— Input data —
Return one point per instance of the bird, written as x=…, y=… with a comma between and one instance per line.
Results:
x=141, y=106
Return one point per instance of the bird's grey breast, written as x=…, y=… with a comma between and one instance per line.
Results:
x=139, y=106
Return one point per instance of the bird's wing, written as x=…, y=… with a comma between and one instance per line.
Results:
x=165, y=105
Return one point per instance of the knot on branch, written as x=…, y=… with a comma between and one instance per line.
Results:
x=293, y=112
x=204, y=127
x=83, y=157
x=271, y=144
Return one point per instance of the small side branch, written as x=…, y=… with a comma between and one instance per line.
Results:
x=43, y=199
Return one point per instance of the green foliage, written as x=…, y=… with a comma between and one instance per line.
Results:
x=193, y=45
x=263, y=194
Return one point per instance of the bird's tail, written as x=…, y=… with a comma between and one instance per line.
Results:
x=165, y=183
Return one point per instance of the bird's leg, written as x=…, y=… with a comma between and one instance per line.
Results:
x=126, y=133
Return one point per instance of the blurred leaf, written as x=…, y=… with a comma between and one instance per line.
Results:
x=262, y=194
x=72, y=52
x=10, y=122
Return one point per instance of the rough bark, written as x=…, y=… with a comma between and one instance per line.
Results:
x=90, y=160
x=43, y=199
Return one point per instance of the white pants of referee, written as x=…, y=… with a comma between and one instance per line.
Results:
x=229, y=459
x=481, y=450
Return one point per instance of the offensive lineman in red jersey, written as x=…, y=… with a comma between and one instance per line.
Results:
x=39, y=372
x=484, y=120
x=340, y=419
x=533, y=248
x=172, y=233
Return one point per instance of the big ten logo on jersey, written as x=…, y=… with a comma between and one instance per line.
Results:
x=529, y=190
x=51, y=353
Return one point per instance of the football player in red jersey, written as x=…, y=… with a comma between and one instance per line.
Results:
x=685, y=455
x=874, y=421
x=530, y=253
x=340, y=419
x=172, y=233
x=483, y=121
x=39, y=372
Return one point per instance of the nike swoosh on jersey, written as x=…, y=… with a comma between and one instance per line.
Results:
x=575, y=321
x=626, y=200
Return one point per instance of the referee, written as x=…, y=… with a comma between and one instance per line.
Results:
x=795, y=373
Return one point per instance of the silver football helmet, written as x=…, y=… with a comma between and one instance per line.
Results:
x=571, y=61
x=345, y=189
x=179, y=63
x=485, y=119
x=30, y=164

— Problem to solve —
Convert the stretch from the line containing "Return one point per instance of the blurred" through the end of the records into a numbered list, omitting any blank lines.

— Finished task —
1. Return one point per instance of the blurred leaf, written as x=…, y=… with a comma between and one instance per line.
2. Results:
3. x=262, y=194
4. x=72, y=52
5. x=10, y=122
6. Return one point per instance of the rough bark, written as x=…, y=… with a comma between and one instance per line.
7. Results:
8. x=90, y=160
9. x=43, y=199
10. Return one point per instance of the white pants of referee, written as x=…, y=… with a comma between and one instance per line.
11. Results:
12. x=229, y=459
13. x=481, y=450
14. Return one point per instance of the offensive lineman in red jersey, written as x=…, y=… with a comma between and one instance per line.
15. Results:
16. x=39, y=372
17. x=484, y=120
18. x=340, y=419
19. x=533, y=248
20. x=172, y=233
21. Return one point per instance of the big ten logo on jersey, written as x=…, y=… with a comma between and one instance per line.
22. Results:
23. x=529, y=190
24. x=51, y=353
25. Return one point per instance of the football player in red jersey, written as x=…, y=… with a comma between and one instance per line.
26. Results:
27. x=685, y=455
28. x=874, y=421
29. x=530, y=253
30. x=340, y=419
31. x=172, y=233
32. x=483, y=121
33. x=39, y=372
34. Return one point per instance of the nike swoosh on jersey, written as x=…, y=… with a comma between and one instance per line.
35. Results:
36. x=575, y=321
37. x=626, y=200
38. Return one point per instance of the referee, written as x=…, y=… with a comma between and one instance per line.
39. Results:
40. x=795, y=373
41. Return one point per instance of the silver football helmet, written as x=…, y=… with a comma between and one instance per line.
42. Results:
43. x=571, y=61
44. x=345, y=189
45. x=179, y=63
46. x=485, y=119
47. x=30, y=164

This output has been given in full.